DOCUMENT SECTION:
***
The fact is Whoopie Pies are a dessert that is there without really being there. For starters, I think anyone with a brain can see that it's not a pie so, like the Catholic Church's World Youth Day, the name is saturated in deception. Then, the Whoopie Pie generally seems to refer to itself but it never really gets there and actually delivers. The cake isn’t quite chocolate cake. It can’t commit to being a cookie or a slab of cake so it just sits there in uninspiring oblivion and the cream is so light on flavor that you actually feel resentful when it spills out all over you and gets all over your face and you eventually swallow some. I mean, it’s like if you’re going to be that annoying at least be cream cheese based or have something extraordinary going on like gold leaf or little pellets of Vicodin.

Crème brulee, tirami-fucking-su, good old American pie…now THERE are some desserts you can set your watch and aim a missile launcher to.

So, even though the New York Times is all thrilled about noticing that Whoopie Pies are the new Palestinian scarf or heavy black-framed reading glasses when it comes to stall bought desserts, I really don’t agree.
***
SHORT EXERCISE: According to the Whoopie Pie piece above, which newspaper is thrilled about the dessert's popularity?
***
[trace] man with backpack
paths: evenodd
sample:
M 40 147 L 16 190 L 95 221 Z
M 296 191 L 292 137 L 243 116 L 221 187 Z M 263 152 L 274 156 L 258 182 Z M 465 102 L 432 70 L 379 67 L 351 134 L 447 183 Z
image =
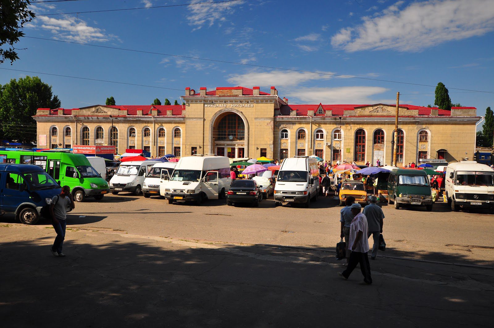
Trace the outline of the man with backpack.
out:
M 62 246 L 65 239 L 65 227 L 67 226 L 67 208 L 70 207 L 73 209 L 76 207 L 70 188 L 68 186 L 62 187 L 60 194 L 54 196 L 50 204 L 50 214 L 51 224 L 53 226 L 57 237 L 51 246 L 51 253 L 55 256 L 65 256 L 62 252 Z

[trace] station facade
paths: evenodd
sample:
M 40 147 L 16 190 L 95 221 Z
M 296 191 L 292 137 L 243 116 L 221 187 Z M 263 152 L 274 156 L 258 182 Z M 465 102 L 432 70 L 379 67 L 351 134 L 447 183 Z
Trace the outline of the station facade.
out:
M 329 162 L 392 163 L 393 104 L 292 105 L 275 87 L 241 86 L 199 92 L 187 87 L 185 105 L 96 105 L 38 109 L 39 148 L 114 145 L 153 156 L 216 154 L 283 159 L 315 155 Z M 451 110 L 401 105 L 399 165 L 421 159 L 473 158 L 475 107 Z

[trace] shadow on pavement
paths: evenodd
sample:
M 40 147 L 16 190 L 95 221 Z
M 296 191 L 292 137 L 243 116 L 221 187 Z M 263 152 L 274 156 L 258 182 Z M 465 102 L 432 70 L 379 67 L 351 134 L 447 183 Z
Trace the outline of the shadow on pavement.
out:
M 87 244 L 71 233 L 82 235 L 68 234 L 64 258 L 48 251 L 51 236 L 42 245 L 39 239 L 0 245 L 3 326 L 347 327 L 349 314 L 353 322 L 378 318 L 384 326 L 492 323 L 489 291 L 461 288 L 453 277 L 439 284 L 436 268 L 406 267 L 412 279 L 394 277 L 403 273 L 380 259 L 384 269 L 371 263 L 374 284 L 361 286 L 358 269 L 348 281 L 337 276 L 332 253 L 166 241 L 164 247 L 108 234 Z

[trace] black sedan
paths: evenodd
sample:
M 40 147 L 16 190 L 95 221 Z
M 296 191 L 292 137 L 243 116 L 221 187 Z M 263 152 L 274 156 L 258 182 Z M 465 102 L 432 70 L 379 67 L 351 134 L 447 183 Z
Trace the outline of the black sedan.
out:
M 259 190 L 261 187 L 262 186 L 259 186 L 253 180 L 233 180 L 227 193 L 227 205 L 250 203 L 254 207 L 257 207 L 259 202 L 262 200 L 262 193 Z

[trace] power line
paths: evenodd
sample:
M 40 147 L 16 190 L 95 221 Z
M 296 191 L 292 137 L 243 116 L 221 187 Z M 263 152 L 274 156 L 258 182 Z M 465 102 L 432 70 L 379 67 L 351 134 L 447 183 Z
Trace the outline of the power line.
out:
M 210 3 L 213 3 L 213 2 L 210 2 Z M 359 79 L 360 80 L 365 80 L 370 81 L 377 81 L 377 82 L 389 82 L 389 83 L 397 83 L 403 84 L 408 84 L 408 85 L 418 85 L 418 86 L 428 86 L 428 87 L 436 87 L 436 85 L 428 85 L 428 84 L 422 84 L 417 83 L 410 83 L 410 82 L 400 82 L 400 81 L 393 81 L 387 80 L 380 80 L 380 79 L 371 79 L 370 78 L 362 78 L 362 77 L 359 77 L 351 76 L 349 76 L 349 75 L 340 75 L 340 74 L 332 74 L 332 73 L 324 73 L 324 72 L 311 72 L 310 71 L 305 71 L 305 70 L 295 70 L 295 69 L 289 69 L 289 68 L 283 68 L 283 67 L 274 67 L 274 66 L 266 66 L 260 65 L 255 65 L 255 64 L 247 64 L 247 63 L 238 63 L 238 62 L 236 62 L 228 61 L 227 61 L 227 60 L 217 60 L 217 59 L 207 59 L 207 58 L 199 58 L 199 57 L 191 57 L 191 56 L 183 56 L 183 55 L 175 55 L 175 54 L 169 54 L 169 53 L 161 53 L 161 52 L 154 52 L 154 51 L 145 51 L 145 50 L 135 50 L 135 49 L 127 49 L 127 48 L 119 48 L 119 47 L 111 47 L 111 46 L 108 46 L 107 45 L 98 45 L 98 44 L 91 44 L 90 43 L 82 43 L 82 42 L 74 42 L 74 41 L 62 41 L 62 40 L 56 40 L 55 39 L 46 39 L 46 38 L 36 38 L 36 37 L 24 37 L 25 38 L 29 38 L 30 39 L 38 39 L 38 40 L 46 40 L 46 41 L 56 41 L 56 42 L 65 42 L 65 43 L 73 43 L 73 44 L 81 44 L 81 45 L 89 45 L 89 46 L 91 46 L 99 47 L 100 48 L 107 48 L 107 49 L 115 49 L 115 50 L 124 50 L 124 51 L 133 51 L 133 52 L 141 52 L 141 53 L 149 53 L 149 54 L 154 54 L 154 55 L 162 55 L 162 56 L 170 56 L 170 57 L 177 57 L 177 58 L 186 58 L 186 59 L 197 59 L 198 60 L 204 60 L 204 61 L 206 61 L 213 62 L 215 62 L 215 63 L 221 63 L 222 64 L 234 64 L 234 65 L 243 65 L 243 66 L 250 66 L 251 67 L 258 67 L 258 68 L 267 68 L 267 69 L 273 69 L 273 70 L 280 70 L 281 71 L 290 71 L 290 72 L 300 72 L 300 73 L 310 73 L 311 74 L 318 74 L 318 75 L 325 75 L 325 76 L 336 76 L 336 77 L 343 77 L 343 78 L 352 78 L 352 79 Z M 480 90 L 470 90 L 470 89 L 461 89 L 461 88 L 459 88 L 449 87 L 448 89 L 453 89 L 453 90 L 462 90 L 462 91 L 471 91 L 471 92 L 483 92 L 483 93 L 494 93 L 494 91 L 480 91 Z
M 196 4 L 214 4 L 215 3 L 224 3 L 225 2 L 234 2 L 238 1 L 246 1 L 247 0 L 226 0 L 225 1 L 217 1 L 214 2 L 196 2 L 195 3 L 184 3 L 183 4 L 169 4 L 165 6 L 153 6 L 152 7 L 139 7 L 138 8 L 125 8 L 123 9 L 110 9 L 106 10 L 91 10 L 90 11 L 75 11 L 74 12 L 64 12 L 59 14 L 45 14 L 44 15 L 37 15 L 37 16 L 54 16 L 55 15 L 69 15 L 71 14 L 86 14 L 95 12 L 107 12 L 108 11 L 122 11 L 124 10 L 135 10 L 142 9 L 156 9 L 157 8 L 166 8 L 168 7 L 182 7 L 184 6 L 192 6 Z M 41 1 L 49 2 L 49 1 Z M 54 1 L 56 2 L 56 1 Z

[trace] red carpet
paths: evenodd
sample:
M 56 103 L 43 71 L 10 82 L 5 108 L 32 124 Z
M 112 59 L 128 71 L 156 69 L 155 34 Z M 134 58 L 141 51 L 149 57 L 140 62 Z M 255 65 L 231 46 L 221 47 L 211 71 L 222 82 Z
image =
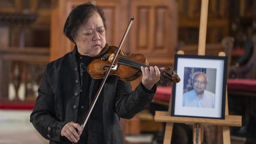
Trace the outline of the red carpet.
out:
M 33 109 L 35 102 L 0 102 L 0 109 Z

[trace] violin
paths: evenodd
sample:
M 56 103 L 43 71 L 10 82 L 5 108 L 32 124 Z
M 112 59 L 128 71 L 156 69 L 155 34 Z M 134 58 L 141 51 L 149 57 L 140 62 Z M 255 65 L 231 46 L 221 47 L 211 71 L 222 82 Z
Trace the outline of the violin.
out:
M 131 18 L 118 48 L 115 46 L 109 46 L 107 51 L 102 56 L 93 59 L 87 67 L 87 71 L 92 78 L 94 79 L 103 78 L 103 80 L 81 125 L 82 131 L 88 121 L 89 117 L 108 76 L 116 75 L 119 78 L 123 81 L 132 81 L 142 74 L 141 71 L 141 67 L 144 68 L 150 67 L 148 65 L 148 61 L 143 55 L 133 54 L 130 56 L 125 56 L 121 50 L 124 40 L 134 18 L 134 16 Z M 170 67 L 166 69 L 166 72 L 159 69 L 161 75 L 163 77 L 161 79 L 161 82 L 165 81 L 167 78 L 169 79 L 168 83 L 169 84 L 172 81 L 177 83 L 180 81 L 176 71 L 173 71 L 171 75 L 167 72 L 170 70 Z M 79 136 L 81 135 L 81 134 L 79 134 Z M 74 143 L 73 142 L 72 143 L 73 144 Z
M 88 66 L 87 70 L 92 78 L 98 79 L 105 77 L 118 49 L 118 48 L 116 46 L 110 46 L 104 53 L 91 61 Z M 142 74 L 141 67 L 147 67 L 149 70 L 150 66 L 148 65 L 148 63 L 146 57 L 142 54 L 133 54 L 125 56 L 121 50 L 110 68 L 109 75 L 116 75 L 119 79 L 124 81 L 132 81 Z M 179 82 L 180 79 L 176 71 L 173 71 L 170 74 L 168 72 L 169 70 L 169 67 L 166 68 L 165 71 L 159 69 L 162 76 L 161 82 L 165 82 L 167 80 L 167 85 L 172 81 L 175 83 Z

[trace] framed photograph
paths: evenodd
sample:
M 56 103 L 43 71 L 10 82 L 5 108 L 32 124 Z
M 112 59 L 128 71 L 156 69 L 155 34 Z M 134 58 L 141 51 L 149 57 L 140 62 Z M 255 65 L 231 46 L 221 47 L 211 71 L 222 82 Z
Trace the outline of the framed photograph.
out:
***
TASK OUTPUT: The New York Times